▶ **Exercise details**:
Retype every entry in its entirety, without alteration.

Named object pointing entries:
"""
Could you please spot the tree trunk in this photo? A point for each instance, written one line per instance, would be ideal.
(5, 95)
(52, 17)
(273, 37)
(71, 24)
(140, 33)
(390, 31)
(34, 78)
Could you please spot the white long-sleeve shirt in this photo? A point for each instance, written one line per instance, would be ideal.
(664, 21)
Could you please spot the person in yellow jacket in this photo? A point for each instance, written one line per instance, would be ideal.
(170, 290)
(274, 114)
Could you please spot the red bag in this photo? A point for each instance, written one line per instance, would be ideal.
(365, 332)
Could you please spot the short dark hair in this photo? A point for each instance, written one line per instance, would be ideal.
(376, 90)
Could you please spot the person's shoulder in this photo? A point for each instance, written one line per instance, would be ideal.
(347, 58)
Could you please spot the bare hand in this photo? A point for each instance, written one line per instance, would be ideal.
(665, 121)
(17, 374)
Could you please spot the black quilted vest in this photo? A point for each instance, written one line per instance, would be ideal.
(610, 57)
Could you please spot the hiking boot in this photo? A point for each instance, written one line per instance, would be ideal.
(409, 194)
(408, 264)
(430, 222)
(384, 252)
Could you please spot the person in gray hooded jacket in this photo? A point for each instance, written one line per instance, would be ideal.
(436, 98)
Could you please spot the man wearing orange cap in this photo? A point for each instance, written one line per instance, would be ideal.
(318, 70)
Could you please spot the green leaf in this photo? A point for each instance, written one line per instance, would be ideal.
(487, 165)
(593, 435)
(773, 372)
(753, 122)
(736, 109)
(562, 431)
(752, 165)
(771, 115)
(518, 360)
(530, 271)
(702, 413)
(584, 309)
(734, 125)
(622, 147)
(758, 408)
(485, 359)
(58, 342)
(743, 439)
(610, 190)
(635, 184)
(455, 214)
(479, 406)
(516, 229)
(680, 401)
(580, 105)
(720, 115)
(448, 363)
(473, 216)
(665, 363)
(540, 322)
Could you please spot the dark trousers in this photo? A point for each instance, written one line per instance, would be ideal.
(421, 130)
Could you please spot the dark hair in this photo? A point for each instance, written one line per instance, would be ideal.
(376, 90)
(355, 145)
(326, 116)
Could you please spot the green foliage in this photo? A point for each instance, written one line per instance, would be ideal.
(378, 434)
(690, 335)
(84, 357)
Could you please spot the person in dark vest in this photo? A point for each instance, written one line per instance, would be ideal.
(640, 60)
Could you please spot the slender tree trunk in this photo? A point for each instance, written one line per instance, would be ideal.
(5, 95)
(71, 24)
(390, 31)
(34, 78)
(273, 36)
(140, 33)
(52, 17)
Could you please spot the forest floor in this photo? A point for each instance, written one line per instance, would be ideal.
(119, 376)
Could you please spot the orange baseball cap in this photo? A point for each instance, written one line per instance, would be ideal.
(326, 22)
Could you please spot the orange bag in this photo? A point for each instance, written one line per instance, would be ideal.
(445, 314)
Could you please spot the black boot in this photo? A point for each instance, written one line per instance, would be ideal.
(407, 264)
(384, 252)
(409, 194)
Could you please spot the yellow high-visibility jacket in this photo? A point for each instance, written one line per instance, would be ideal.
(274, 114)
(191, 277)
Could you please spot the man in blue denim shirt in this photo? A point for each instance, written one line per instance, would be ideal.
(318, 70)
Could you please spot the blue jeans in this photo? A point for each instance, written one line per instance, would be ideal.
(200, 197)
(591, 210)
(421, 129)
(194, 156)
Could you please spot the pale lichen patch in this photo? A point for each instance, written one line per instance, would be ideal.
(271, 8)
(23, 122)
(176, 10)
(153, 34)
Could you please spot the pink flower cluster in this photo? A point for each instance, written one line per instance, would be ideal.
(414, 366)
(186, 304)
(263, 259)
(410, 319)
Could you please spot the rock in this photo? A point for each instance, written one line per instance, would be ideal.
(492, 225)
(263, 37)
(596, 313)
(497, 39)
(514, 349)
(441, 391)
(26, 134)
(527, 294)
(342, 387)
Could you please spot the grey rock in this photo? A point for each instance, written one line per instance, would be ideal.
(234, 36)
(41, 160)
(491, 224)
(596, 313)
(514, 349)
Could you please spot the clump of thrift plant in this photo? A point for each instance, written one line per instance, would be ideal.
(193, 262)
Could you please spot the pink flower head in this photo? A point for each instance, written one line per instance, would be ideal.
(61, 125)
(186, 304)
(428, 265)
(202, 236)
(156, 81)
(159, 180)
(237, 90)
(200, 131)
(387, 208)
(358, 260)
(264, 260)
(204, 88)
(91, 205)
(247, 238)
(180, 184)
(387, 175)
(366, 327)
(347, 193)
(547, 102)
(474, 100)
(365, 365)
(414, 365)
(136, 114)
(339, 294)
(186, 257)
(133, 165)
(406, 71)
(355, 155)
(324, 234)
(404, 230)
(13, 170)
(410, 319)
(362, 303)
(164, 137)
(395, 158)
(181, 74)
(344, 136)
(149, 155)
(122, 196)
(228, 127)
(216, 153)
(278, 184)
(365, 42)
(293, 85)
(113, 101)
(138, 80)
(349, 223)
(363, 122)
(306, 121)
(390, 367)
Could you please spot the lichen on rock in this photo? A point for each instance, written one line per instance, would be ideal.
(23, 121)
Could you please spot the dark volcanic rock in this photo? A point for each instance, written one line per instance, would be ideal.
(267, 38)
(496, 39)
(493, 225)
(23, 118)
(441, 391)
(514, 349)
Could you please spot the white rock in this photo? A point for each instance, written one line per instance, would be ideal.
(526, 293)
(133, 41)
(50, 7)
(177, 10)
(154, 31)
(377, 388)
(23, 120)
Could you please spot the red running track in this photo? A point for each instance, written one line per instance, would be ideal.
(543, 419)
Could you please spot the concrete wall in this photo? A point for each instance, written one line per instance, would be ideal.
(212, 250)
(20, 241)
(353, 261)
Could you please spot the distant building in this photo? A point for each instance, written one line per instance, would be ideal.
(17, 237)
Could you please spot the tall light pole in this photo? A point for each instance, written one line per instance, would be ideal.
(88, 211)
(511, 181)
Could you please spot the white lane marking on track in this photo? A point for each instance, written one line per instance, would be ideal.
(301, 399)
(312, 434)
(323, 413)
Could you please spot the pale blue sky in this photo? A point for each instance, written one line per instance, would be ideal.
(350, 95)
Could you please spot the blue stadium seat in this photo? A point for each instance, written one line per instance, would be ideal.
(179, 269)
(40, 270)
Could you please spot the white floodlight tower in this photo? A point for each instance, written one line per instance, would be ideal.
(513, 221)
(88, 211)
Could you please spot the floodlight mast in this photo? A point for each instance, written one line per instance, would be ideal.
"""
▶ **Correct output**:
Could you please spot the tree trunk in this photo? A point for each instance, written one line per instance, would be ideal.
(5, 95)
(52, 17)
(273, 37)
(71, 24)
(140, 33)
(390, 31)
(34, 78)
Could you please spot the white long-sleeve shirt in this photo? A point for each instance, written one line per instance, would be ideal.
(664, 21)
Could you please spot the person in yellow jacket in this photo? A point for each instance, written one line per instance, would be ideal.
(170, 290)
(274, 114)
Could you please spot the red bag in this photo? A point for each instance, written one line per instance, would be ideal.
(365, 332)
Could you please spot the short dark hair in this photo? A point for each instance, written one line per instance, would be ideal.
(376, 90)
Could you please spot the person's shoulder in this photo? A point for each instance, written one line per instance, would be ideal.
(347, 58)
Could you please spot the bare hand in this photo? A point for each instance, written one line per instance, would be ideal.
(665, 121)
(17, 374)
Could you please spot the black quilted vest in this photo? A point for each instance, written one line per instance, would be ideal.
(610, 57)
Could you please spot the hiking boot in this photo? A point for each instance, written one line per instance, would be ideal.
(409, 194)
(408, 264)
(430, 222)
(384, 252)
Could you please spot the person in gray hooded jacket in this photo? A point for each instance, written one line per instance, would be ideal.
(436, 98)
Could you please spot the man wearing orange cap in this photo? A point for each instance, written one line per instance, would be ideal.
(318, 70)
Could you please spot the green leaf in this photo? A point for each instance, written one line per instance, would be ideal.
(487, 165)
(593, 435)
(773, 372)
(753, 122)
(736, 109)
(562, 431)
(752, 165)
(771, 115)
(518, 360)
(530, 271)
(702, 413)
(584, 309)
(734, 125)
(622, 147)
(758, 408)
(485, 359)
(58, 342)
(743, 439)
(610, 190)
(635, 184)
(455, 214)
(479, 406)
(516, 229)
(680, 401)
(580, 105)
(720, 115)
(448, 363)
(473, 216)
(665, 363)
(540, 322)
Could you please spot the dark trousers in this photo? A point for each instance, written one line per instance, would be ideal.
(421, 130)
Could you please spot the dark hair in this photo? A point for each instance, written one line per instance, would be ideal.
(376, 90)
(355, 145)
(326, 116)
Could you please spot the green foliage in this photo? A point for each instance, written one line per instance, would be ideal.
(378, 434)
(690, 335)
(84, 357)
Could you please spot the person in dark vest in this photo? A point for each instance, written one line per instance, would be ideal.
(640, 60)
Could you please spot the slender tree trunk in this photo? A point for each instance, written one line per instance, would be ideal.
(5, 95)
(71, 24)
(390, 31)
(34, 78)
(273, 36)
(140, 33)
(52, 17)
Could you please spot the forest floor in this photo? A point for each instance, written one line per instance, would be ideal.
(119, 376)
Could you please spot the orange baseball cap in this photo? A point for each instance, written one line per instance, would be ideal.
(326, 22)
Could you please spot the orange bag in this photo? A point for each instance, written one line per instance, would be ideal.
(445, 314)
Could you please spot the black boot in this photo? A point for each instance, written one line per instance, would be ideal.
(407, 264)
(384, 252)
(409, 194)
Could you please spot the yellow high-visibility jacket in this photo? A point for each instance, written one line per instance, would be ideal.
(274, 114)
(191, 277)
Could you please spot the man in blue denim shirt in this photo? A point for each instance, written one line per instance, would be ideal.
(318, 70)
Could you please spot the blue jeans in this photo? A point for each instance, written one line per instance, would be ideal.
(200, 197)
(591, 210)
(421, 129)
(194, 156)
Could you please spot the pale lichen patch in this photo? A point for each instance, written one line per instance, would be ideal.
(271, 8)
(23, 122)
(176, 10)
(153, 34)
Could you please spot the pink flower cluster in this photo? A point for each instance, written one line per instance, would be ideal.
(414, 366)
(186, 304)
(263, 259)
(410, 319)
Could you please spot the rock in this photo? A point for each instance, written one line per instance, would be ideal.
(492, 225)
(263, 37)
(596, 313)
(497, 39)
(514, 349)
(441, 391)
(26, 134)
(527, 294)
(342, 387)
Could you please spot the grey rock in this photo? A point for each instance, written one line per instance, would be ideal.
(234, 36)
(41, 160)
(491, 224)
(596, 313)
(514, 349)
Could you please spot the clump of thrift plant in this photo? A point for each instance, written one line per instance, would be ideal.
(193, 262)
Could you please spot the pink flower head in this photo? A point for each instance, written one line per instance, would be ideal.
(61, 125)
(186, 304)
(428, 265)
(202, 236)
(156, 81)
(159, 180)
(237, 90)
(200, 131)
(387, 208)
(358, 260)
(264, 260)
(204, 88)
(91, 205)
(247, 238)
(180, 184)
(387, 175)
(366, 327)
(347, 193)
(547, 102)
(474, 100)
(365, 365)
(414, 365)
(136, 114)
(339, 294)
(186, 257)
(133, 165)
(406, 71)
(355, 155)
(324, 234)
(404, 230)
(13, 170)
(410, 319)
(362, 303)
(164, 137)
(395, 158)
(181, 74)
(344, 136)
(149, 155)
(122, 196)
(228, 127)
(216, 153)
(278, 184)
(365, 42)
(293, 85)
(113, 101)
(138, 80)
(349, 223)
(363, 122)
(306, 121)
(390, 367)
Could you please spot the lichen on rock in this photo? A point for each instance, written one line per instance, would be ideal.
(23, 121)
Could you please spot the dark volcanic rock in this photo? A point for each instance, written one line per instance, would be ideal.
(267, 38)
(496, 39)
(493, 225)
(23, 118)
(441, 391)
(514, 349)
Could you please spot the white rock in this photo? A point for each instance, written one line per instance, would be ideal.
(526, 293)
(133, 41)
(50, 7)
(177, 10)
(154, 31)
(377, 388)
(23, 120)
Could you please spot the red running track in this photo? A point for each instance, written one line per instance, would be ideal.
(543, 419)
Could you please spot the concrete wall in this photo? A point for each instance, written one line per instance, would be ideal.
(212, 250)
(20, 241)
(353, 261)
Could you please spot the distant building in this photo? A point for each instance, written one line per instance, would be ideal.
(17, 237)
Could you please spot the tall light pole in this photo? A point for each instance, written one line per instance, would be ideal.
(88, 211)
(511, 181)
Could you please spot the white lane marking on track in this photo? A point for each instance, written one line per instance, would be ideal.
(301, 399)
(312, 434)
(323, 413)
Could you please spot the pale blue sky in this photo? A point for each instance, written one line per instance, would be ideal.
(350, 95)
Could you please spot the blue stadium seat in this photo? A point for each instance, written one line per instance, would be ideal.
(179, 269)
(40, 270)
Could you please spot the white floodlight tower in this photo? A point for each instance, written one line per instance, would be ideal.
(513, 221)
(88, 211)
Could you please spot the floodlight mast in this photo? A point for each instance, written one line per instance, would be ideal.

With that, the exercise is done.